Required actions =>
1. Answer these questions from the text on Prolog modules:
(a) What does the text rename (<-)/2 as to simplify the problem?
(b) Which declaration in ch20_utils lets the definitions of eval continue in another module?
(c) What error message appeared before the catchall clause was moved?
2. Reproduce word for word the part of the text on Prolog modules between "To simplify a" and "[ eval/2 ]).", inclusive.

--- Document excerpt Enclosed Below ---

Modules are one of the most controversial issues in Prolog standardization. Then it's hard to find coherent information on the topic and examples.
IMHO your problem derives from too much expectation about the construct, that does something simple, but has complicated consequences, because it changes one fundamental property of the language element: atoms, when used as predicate identifiers, become pairs Module:Name, where Module is called the context (well, kind of... I hope someone will contribute to understand this important topic with more precise wording and references).
To simplify a bit your problem, let's rename (<-)/2 as eval/2. Then
:- module(ch20_Ires, []).
:- reexport([ch20_utils, ch20_examples]).
ch20_utils:eval(R, residual_info(Attribute)) :-
findall(X, (example(_, Attributes), member(Attribute=X, Attributes)), Values),
list_to_set(Values, Values_set),
setof(Class, Class^Attr^example(Class,Attr), Classes_set),
eval(Values_prob_sum, sum_list(Values_set, value_prob(Values, Classes_set, Attribute))),
eval(R, -Values_prob_sum), !.
...
% note: moved here from ch20_utils
ch20_utils:eval(R, X) :- R is X, !.
and
:- module(ch20_utils, [ eval/2 ]).
:- multifile eval/2.
eval(R, log2(X)) :- eval(R, log(X) / log(2)), !.
...
we get the expected result from topline
17 ?- eval(X, residual_info(size)).
X = 1.5421864522230475.
Note the declaration in ch20_utils (where eval is first seen):
:- multifile eval/2.
that allows to continue the definitions in some other module, but requires to qualify further definitions with ch20_utils identifier. Then the recursive calls will have chances find those definitions.
Note I moved the last clause from ch20_utils to ch20_Ires. This is required because that clause is a 'catchall' rule, thus inhibited inspection of ch20_Ires clauses: actually, I got
12 ?- eval(X, residual_info(size)).
ERROR: is/2: Arithmetic: `size/0' is not a function
before moving the clause...
Now, back to original problem, as you know operators are just syntax sugar:
:- module(ch20_Ires, []).
:- reexport([ch20_utils, ch20_examples]).

--- End of Enclosed Document excerpt ---
--- Material shown Enclosed Below ---

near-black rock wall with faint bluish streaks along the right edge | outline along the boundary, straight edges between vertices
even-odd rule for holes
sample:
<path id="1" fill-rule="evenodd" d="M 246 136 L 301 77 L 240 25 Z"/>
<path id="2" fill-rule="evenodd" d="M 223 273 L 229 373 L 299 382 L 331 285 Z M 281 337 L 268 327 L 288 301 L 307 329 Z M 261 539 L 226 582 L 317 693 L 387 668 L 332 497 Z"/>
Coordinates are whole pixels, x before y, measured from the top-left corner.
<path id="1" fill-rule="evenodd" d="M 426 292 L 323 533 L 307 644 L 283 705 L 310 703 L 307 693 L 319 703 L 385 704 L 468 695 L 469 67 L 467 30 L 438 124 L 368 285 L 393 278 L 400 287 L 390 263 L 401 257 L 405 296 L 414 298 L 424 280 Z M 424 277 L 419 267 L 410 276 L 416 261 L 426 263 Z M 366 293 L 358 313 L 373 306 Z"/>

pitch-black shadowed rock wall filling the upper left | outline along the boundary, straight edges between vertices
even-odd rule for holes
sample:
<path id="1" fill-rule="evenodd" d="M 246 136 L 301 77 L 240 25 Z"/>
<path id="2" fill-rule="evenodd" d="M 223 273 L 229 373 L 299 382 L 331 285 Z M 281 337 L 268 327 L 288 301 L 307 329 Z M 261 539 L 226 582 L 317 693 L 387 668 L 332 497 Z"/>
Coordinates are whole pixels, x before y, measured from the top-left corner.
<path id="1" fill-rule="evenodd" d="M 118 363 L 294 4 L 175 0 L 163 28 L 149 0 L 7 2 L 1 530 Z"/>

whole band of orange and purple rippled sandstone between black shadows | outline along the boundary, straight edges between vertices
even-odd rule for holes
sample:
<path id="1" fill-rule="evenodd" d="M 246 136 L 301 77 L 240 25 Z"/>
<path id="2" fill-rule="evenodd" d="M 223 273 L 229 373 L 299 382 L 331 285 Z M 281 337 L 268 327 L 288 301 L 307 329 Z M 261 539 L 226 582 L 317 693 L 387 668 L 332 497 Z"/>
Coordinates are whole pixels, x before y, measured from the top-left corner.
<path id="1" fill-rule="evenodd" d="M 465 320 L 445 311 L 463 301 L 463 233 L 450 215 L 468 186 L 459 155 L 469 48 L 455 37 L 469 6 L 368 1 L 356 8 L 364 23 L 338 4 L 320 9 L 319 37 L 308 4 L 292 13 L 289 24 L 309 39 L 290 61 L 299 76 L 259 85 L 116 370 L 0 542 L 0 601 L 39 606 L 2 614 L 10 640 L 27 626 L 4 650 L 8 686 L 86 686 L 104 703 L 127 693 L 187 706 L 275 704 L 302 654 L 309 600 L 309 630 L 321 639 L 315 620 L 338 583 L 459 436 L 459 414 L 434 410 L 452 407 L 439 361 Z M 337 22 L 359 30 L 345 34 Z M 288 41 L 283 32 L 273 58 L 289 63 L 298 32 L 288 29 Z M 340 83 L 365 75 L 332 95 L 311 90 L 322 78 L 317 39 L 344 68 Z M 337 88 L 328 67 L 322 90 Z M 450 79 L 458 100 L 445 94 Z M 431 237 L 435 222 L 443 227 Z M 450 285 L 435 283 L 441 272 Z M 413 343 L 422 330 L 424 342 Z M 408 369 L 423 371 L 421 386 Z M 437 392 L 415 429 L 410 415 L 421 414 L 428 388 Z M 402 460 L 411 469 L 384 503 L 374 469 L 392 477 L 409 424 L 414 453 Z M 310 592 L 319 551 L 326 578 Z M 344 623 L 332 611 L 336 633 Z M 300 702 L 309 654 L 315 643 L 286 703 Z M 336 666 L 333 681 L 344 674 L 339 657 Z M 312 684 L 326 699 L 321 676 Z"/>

--- End of Enclosed Material shown ---
--- Material shown Enclosed Below ---

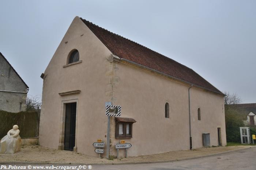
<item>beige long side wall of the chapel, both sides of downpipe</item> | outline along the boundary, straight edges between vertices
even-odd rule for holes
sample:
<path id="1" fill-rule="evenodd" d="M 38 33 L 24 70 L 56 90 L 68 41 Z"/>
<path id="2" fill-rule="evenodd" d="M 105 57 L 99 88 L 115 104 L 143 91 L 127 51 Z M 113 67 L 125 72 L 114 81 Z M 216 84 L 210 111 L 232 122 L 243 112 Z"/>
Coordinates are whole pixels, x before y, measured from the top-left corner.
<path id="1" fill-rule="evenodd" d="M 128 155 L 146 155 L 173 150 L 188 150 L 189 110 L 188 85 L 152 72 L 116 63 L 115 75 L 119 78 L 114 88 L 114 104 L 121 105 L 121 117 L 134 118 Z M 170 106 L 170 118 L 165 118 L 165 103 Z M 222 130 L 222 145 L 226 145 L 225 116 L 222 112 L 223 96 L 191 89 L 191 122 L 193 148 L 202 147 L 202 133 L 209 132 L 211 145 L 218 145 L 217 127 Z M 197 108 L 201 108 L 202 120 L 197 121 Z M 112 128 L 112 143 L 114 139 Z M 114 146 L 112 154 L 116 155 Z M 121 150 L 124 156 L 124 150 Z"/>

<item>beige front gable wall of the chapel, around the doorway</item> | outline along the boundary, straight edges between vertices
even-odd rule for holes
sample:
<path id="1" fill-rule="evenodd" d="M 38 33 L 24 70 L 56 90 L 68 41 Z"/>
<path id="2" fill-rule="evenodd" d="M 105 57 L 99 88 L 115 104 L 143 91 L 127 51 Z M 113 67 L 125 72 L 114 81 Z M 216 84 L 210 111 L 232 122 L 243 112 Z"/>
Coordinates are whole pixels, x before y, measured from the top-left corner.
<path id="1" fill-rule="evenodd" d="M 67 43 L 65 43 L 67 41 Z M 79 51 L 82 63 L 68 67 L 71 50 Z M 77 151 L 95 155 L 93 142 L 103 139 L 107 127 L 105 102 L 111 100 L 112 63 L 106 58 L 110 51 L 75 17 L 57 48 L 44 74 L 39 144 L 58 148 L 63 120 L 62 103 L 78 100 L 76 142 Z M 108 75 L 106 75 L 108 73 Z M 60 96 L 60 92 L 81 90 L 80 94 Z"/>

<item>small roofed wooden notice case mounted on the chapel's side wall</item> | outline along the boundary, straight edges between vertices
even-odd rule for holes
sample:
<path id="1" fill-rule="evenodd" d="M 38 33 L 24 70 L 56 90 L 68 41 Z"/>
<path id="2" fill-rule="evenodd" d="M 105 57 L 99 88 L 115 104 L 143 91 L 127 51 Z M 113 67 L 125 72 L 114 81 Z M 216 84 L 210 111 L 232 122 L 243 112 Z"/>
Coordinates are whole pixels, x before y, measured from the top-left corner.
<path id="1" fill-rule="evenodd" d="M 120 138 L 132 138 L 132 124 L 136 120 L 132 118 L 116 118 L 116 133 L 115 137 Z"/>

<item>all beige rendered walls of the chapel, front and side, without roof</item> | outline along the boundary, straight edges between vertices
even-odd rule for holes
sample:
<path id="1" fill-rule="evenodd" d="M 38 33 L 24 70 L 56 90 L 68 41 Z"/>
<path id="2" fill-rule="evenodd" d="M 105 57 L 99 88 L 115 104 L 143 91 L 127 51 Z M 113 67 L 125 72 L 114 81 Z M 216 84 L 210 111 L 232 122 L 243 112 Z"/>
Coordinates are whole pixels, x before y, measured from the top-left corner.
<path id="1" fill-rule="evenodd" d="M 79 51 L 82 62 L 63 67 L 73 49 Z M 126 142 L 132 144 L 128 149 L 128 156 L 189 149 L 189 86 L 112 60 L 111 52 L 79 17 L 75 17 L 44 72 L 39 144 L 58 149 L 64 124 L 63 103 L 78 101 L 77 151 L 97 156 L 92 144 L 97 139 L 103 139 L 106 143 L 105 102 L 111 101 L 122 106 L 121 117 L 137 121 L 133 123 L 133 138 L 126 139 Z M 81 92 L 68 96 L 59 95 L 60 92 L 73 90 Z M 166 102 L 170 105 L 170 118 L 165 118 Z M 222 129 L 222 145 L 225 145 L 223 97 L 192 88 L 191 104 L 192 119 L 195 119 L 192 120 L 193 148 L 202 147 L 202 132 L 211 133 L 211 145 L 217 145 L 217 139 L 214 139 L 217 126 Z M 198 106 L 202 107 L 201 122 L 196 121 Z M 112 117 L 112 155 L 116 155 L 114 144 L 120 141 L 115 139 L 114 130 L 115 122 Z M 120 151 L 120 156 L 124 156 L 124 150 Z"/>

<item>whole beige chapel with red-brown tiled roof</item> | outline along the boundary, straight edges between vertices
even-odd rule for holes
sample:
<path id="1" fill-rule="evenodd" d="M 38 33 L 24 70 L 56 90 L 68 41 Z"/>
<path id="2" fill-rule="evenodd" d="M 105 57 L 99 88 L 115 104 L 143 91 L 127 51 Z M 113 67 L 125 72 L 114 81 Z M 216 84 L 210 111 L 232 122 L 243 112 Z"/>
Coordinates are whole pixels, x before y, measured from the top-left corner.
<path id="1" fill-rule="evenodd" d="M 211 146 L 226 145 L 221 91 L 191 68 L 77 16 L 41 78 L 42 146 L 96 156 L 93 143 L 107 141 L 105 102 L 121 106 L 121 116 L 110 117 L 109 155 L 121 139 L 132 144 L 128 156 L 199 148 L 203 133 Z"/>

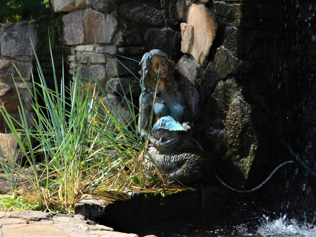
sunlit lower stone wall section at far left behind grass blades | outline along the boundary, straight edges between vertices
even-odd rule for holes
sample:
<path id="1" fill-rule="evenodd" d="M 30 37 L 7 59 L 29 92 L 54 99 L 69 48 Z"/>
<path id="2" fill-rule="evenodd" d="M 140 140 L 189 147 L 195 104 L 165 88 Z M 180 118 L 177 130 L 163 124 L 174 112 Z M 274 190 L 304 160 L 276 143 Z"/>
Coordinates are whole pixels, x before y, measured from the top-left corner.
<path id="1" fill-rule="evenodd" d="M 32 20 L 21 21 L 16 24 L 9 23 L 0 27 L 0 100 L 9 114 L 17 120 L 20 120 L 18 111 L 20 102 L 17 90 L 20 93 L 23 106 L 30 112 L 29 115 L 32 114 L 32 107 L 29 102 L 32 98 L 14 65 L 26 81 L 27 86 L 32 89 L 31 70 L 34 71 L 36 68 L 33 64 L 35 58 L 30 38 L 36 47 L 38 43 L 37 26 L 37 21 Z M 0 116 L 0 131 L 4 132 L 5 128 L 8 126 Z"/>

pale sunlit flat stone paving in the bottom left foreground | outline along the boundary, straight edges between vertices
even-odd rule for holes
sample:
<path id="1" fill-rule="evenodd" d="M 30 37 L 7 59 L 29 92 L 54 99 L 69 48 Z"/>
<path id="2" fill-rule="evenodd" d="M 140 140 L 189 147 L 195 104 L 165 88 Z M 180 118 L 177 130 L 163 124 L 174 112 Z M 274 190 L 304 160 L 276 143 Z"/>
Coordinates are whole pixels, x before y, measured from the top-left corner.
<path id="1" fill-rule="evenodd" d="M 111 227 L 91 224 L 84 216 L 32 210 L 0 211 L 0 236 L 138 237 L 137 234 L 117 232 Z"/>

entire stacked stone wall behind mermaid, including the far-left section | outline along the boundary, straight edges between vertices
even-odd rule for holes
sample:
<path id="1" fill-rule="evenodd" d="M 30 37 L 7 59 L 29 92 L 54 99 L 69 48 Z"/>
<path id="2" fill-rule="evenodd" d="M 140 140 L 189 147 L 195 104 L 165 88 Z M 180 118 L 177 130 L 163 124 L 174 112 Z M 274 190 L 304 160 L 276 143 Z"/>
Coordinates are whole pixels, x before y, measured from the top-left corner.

--- End of Enclosed Material shown ---

Solutions by task =>
1.
(a) eval/2
(b) :- multifile eval/2.
(c) ERROR: is/2: Arithmetic: `size/0' is not a function

2.
To simplify a bit your problem, let's rename (<-)/2 as eval/2. Then
:- module(ch20_Ires, []).
:- reexport([ch20_utils, ch20_examples]).
ch20_utils:eval(R, residual_info(Attribute)) :-
findall(X, (example(_, Attributes), member(Attribute=X, Attributes)), Values),
list_to_set(Values, Values_set),
setof(Class, Class^Attr^example(Class,Attr), Classes_set),
eval(Values_prob_sum, sum_list(Values_set, value_prob(Values, Classes_set, Attribute))),
eval(R, -Values_prob_sum), !.
...
% note: moved here from ch20_utils
ch20_utils:eval(R, X) :- R is X, !.
and
:- module(ch20_utils, [ eval/2 ]).